- AIM OF THE TASK -
Number each line of the data below, skipping blank lines and leaving out the pictures.

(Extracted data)
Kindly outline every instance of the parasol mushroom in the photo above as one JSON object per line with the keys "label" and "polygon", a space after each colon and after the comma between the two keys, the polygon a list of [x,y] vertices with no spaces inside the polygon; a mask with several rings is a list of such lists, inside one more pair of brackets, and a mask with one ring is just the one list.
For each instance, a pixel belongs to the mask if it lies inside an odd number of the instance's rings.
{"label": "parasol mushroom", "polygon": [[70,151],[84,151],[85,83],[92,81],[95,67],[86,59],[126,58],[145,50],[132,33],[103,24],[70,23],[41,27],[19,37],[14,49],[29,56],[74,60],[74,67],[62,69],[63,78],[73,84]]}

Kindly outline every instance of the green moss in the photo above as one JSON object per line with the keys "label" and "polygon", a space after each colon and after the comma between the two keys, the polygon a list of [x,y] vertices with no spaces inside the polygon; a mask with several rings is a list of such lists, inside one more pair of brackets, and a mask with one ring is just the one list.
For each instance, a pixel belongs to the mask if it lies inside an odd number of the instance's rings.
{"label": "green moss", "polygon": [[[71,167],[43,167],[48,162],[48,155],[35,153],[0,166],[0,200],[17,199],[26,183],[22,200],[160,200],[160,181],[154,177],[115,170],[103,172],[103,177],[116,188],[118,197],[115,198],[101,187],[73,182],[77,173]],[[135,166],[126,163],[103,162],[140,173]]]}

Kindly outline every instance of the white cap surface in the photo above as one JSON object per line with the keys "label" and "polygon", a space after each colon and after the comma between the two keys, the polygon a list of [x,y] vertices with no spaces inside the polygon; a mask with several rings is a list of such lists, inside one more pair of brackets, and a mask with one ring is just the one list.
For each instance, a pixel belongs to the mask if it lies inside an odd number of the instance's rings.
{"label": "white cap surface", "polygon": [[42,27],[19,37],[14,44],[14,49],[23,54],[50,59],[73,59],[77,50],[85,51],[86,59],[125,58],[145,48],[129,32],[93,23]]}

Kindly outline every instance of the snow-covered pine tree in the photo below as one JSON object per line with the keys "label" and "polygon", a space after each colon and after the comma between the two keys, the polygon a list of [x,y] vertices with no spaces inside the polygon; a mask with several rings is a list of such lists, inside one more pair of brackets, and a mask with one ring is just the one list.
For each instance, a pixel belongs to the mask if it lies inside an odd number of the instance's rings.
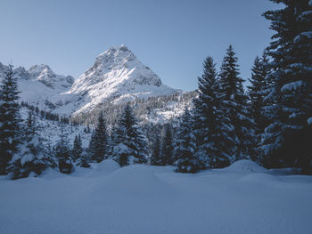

- TASK SOLUTION -
1. Kindly outline every instance of the parasol mushroom in the photo above as one JSON object per line with the keys "label" and "polygon", a space after each colon and after the comma between the two keys, the polygon a list of [x,y] vertices with no spaces inside the polygon; a mask with several rings is a list of such lists, inside one more pair of brackets, and a mask with one ring is just the one list.
2. For each instance, a pixel belongs to the mask if it lies inside an odd number of the instance's rings.
3. {"label": "parasol mushroom", "polygon": [[70,151],[84,151],[85,83],[92,81],[95,67],[86,59],[126,58],[145,50],[132,33],[103,24],[70,23],[41,27],[19,37],[14,49],[29,56],[74,60],[74,67],[62,69],[63,78],[73,84]]}
4. Kindly outline every instance of the green moss in the photo above as one JSON object per line with the keys "label" and "polygon", a space after each colon and after the comma between the two keys, the polygon a list of [x,y] vertices with no spaces inside the polygon; a mask with several rings is a list of such lists, inside one more pair of brackets, and a mask with one ring is just the one list.
5. For each instance, a pixel belongs to the mask if it lies inside an odd number of the instance's rings.
6. {"label": "green moss", "polygon": [[[71,167],[43,167],[48,162],[48,155],[35,153],[0,166],[0,200],[17,199],[26,183],[22,200],[160,200],[160,181],[154,177],[115,170],[103,172],[103,177],[116,188],[118,197],[115,198],[101,187],[73,182],[77,173]],[[135,166],[126,163],[103,162],[140,173]]]}
7. Kindly outline every instance of the white cap surface in the photo above as one JSON object per line with the keys "label" and "polygon", a space after each colon and after the comma between the two keys, the polygon a list of [x,y] vertices with no spaces inside the polygon; a mask with several rings is a list of such lists, inside one more pair of brackets, and a mask with one ring is just the one list.
8. For each instance, a pixel belongs to the mask if it lies inside an odd number of the instance's rings.
9. {"label": "white cap surface", "polygon": [[42,27],[19,37],[14,44],[14,49],[23,54],[50,59],[73,59],[77,50],[85,51],[86,59],[125,58],[145,48],[129,32],[93,23]]}
10. Kindly outline every instance of the snow-covered pine tree in the photo below as one JSON object per line with the keys "label" and "polygon", a space after each colon and after the comma between the two keys, the polygon a list of [x,y] vertices with no spaces inside the polygon; a mask with several rings is a list of such lists, inside one more pair of brackets, and a mask with one ring is just the one list.
11. For each instance, a pixel belongs to the mask if it lies inside an odd number of the instance's rings.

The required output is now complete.